Labeled shape records:
"""
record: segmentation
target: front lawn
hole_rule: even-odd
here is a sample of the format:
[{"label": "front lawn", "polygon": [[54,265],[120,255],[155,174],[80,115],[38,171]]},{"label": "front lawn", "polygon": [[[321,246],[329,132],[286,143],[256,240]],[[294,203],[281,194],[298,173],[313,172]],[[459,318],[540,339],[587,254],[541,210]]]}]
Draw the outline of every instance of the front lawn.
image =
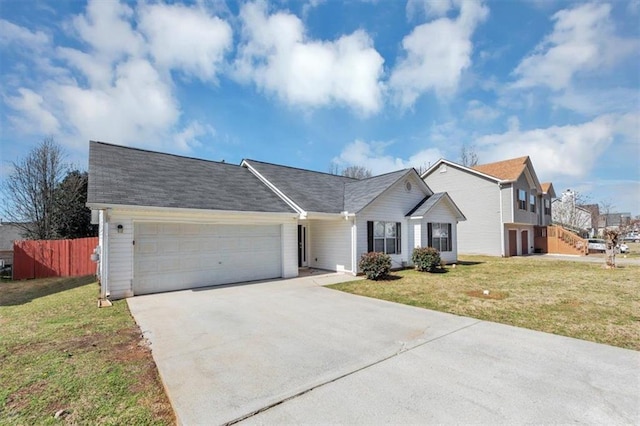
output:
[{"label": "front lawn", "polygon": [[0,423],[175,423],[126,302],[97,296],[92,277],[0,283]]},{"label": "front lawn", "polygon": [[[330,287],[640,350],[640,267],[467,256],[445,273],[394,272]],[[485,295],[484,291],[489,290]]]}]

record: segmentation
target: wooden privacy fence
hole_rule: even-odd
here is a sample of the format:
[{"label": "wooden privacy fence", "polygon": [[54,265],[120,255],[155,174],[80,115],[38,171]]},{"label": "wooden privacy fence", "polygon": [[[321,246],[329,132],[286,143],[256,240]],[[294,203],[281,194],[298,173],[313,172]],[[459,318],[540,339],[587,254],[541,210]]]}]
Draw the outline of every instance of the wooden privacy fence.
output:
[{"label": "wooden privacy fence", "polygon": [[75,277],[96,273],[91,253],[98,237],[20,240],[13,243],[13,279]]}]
"""
"""
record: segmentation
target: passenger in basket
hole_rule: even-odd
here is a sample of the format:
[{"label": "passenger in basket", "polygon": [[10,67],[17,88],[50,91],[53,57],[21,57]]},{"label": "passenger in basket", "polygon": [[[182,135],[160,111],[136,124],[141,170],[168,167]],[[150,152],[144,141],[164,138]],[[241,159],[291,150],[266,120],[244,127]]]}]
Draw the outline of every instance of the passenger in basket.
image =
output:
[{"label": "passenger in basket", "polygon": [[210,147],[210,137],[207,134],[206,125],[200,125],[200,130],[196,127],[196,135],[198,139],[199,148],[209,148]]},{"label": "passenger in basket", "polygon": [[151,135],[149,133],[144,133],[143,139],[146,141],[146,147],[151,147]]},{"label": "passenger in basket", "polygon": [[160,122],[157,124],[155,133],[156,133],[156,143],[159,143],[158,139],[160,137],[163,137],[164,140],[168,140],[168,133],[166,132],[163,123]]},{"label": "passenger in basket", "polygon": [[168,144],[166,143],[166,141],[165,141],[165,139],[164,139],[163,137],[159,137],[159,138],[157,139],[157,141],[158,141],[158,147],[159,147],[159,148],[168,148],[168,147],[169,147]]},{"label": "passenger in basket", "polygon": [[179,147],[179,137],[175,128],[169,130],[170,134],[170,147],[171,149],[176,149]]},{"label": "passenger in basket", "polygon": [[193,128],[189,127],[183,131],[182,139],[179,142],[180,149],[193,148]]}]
"""
### Exercise requirements
Count the lines in the listing above that contain the word "front", and give only that number.

### Answer for this exercise
4